Your objective
Copy out every entry below, swapping "innermost point" for "deepest point" and leaving everything else as it is.

Material for this exercise
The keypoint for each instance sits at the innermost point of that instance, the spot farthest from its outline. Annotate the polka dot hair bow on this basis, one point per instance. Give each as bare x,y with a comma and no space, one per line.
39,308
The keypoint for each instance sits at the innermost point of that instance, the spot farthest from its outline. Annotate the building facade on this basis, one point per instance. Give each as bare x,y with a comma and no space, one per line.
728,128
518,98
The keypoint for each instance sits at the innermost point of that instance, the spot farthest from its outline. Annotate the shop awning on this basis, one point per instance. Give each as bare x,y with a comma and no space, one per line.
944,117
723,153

Task response
The keypoint for each instance sits at the deepest point of that instance, the spot farthest from its outline. Annotate the polka dot hair bow on this basis, one point per instance. Give each as bare x,y with a comma and no space, one per line.
39,308
The keypoint for each instance sits at the deepest point of that instance, the spot farthest from its outline. Annotate the building facade on this basis, one point per instance. Give each as bare x,y with a comma and no space, one per line.
728,128
518,98
The keypoint for each instance sits at the deepest point of that instance, the spot farthest from its outline. Annotate the shop awning on this basis, one point per instance. Give each as bare x,y with a comma and no space, one per line.
944,117
723,153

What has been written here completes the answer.